What is required:
Exactly the lines from the one containing "target: metal grill body" through the final line of the listing are to be retyped, and nothing more.

--- begin ---

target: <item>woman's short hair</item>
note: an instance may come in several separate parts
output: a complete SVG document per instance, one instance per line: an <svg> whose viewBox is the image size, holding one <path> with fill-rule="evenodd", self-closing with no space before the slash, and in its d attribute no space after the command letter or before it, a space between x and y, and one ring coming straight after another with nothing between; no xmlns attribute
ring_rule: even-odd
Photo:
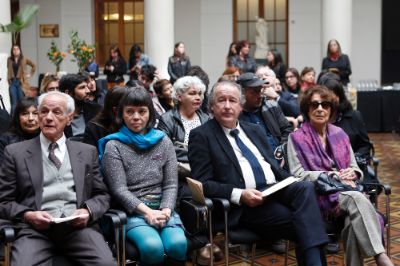
<svg viewBox="0 0 400 266"><path fill-rule="evenodd" d="M10 132L13 132L20 136L24 134L24 131L21 128L19 115L22 112L25 112L31 106L38 108L37 99L32 97L23 97L18 101L13 116L11 118Z"/></svg>
<svg viewBox="0 0 400 266"><path fill-rule="evenodd" d="M136 87L122 97L116 118L119 128L124 124L123 113L126 106L146 106L149 109L149 121L146 128L150 129L154 127L156 123L156 111L154 110L153 100L145 88Z"/></svg>
<svg viewBox="0 0 400 266"><path fill-rule="evenodd" d="M46 73L46 75L44 75L42 82L40 84L40 93L47 92L47 87L53 81L60 81L60 78L57 75Z"/></svg>
<svg viewBox="0 0 400 266"><path fill-rule="evenodd" d="M182 95L185 92L187 92L190 88L195 88L196 90L200 90L202 92L202 99L204 98L204 92L206 91L206 86L198 77L184 76L182 78L179 78L174 83L174 91L176 95Z"/></svg>
<svg viewBox="0 0 400 266"><path fill-rule="evenodd" d="M168 84L171 84L168 79L160 79L156 83L154 83L153 89L157 95L161 95L163 88Z"/></svg>
<svg viewBox="0 0 400 266"><path fill-rule="evenodd" d="M314 87L306 90L301 98L300 98L300 111L303 114L303 117L309 121L310 117L308 116L308 111L310 110L311 98L314 94L319 94L321 96L322 101L327 101L331 103L331 114L329 118L332 118L337 111L337 101L332 91L330 91L327 87L316 85Z"/></svg>

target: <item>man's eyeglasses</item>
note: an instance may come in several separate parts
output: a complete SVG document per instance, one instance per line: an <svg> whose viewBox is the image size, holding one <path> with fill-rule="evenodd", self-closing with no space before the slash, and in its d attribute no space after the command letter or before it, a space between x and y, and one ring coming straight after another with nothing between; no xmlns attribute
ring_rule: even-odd
<svg viewBox="0 0 400 266"><path fill-rule="evenodd" d="M317 102L317 101L314 101L314 102L311 102L311 103L310 103L310 108L313 109L313 110L315 110L315 109L317 109L320 105L321 105L321 107L322 107L323 109L325 109L325 110L327 110L327 109L329 109L329 108L332 107L332 103L331 103L331 102L327 102L327 101L324 101L324 102Z"/></svg>

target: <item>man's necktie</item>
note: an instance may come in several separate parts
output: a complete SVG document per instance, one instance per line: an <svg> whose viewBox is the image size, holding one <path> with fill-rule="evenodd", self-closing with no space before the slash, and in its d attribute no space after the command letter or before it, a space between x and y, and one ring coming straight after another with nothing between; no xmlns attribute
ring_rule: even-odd
<svg viewBox="0 0 400 266"><path fill-rule="evenodd" d="M247 161L249 161L251 169L253 170L254 179L256 180L257 190L263 190L267 187L267 182L265 181L264 171L262 170L261 164L258 162L257 157L239 138L238 129L231 130L229 134L235 138L236 144L242 151L243 156L247 159Z"/></svg>
<svg viewBox="0 0 400 266"><path fill-rule="evenodd" d="M57 149L57 147L58 147L57 142L50 143L50 145L49 145L49 160L52 161L52 163L54 163L54 165L57 167L57 169L60 169L61 162L57 158L56 154L54 153L54 151L55 151L55 149Z"/></svg>

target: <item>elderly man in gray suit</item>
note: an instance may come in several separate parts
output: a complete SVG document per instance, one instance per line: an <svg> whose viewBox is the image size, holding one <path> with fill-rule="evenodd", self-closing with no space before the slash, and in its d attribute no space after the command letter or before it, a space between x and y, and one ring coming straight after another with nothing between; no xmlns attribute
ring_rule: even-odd
<svg viewBox="0 0 400 266"><path fill-rule="evenodd" d="M0 169L0 218L17 228L13 266L52 265L55 251L79 265L113 265L92 226L109 208L96 148L66 140L74 100L61 92L39 97L38 137L6 147ZM54 218L78 216L64 223Z"/></svg>

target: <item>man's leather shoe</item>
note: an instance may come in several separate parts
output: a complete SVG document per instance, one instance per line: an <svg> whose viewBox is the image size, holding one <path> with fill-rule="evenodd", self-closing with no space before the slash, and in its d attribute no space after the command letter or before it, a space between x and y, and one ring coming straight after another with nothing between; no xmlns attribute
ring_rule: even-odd
<svg viewBox="0 0 400 266"><path fill-rule="evenodd" d="M278 239L271 243L271 249L275 253L283 254L286 252L286 240L285 239Z"/></svg>
<svg viewBox="0 0 400 266"><path fill-rule="evenodd" d="M212 247L214 261L220 261L224 258L222 250L214 244ZM197 264L199 265L210 265L211 263L210 255L210 244L205 245L201 249L197 250Z"/></svg>

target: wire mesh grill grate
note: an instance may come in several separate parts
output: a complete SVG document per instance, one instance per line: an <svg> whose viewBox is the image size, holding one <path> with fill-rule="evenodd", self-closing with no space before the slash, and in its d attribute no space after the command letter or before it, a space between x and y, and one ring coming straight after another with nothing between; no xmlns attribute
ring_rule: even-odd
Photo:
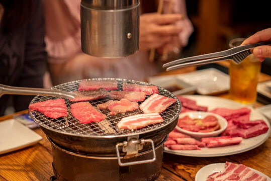
<svg viewBox="0 0 271 181"><path fill-rule="evenodd" d="M115 79L118 81L118 90L122 90L122 83L124 82L137 84L139 85L150 85L149 83L135 80L127 80L119 78L93 78L87 80L110 80ZM55 86L52 88L72 92L77 90L79 83L81 80L65 83ZM170 98L177 99L176 97L169 91L157 86L159 94L166 96ZM150 96L147 96L146 99ZM59 98L52 96L37 96L30 103L30 104L43 102L49 100L55 100ZM70 105L75 102L70 101L67 99L64 99L67 108L68 116L57 119L48 118L43 114L29 109L29 113L32 118L40 126L51 130L60 132L62 133L68 133L76 136L117 136L141 134L144 132L153 131L169 124L175 120L180 111L180 104L178 100L169 107L165 111L161 113L163 122L159 124L152 124L146 127L134 130L119 129L117 124L122 118L135 114L141 114L143 112L137 109L133 112L125 113L119 113L115 116L109 115L110 111L102 110L102 112L107 116L107 118L100 122L93 122L88 124L81 124L74 118L70 112ZM93 106L97 108L97 105L105 103L111 100L109 98L104 98L97 100L89 101ZM139 105L142 102L138 102Z"/></svg>

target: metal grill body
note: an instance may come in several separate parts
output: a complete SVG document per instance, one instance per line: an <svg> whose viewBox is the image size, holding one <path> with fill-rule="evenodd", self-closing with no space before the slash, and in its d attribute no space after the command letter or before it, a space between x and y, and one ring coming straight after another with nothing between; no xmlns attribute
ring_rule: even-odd
<svg viewBox="0 0 271 181"><path fill-rule="evenodd" d="M87 80L115 79L118 81L118 90L122 90L122 83L137 84L144 85L153 85L149 83L132 80L119 78L93 78ZM81 80L65 83L52 87L67 92L77 90ZM177 98L169 91L158 87L159 94L170 98ZM147 96L146 99L150 96ZM30 104L55 100L59 98L51 96L37 96ZM43 114L29 109L31 118L41 126L44 133L58 145L79 153L93 155L106 154L108 156L116 154L115 146L118 142L129 140L129 138L136 139L151 139L155 145L160 143L163 138L176 126L178 115L180 112L180 103L178 100L161 113L163 122L152 124L136 130L119 129L117 123L122 118L143 112L138 108L133 112L118 114L115 116L109 115L110 111L102 110L107 116L107 118L100 122L81 124L74 118L70 113L70 105L74 102L64 99L68 110L68 116L57 119L51 119ZM105 103L110 100L109 97L89 101L93 106ZM138 102L139 105L142 102ZM144 145L142 151L150 148L150 145Z"/></svg>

--- end ---

Output of the task:
target: metal grill body
note: an instance may come in several separate parts
output: a complete SVG document per instance, one instance per line: an <svg> whose viewBox is the image size, holding one <path> with fill-rule="evenodd", self-closing with no space before the slash, and in its d attribute no space after the command letter or before it, a space between x and y, and one ring coming straight after another with nothing between; no xmlns attribute
ring_rule: even-odd
<svg viewBox="0 0 271 181"><path fill-rule="evenodd" d="M87 80L115 79L118 81L118 90L122 90L122 83L137 84L144 85L153 85L149 83L132 80L119 78L93 78ZM81 80L65 83L52 87L67 92L77 90ZM177 98L169 91L158 87L159 94L170 98ZM147 96L146 99L150 96ZM30 104L55 100L59 98L51 96L37 96ZM43 114L29 109L31 118L41 126L44 133L58 145L79 153L93 155L106 154L108 156L116 154L115 146L118 142L129 140L129 138L136 139L151 139L155 145L160 143L163 138L176 126L178 115L180 112L180 103L178 100L161 113L163 122L152 124L136 130L119 129L117 123L122 118L143 112L138 108L133 112L118 114L115 116L109 115L110 111L102 110L107 116L107 118L100 122L81 124L74 118L70 113L70 105L74 102L64 99L68 110L68 116L57 119L51 119ZM105 103L110 100L109 97L89 101L93 106ZM138 102L139 105L142 102ZM144 145L142 151L150 148L150 145Z"/></svg>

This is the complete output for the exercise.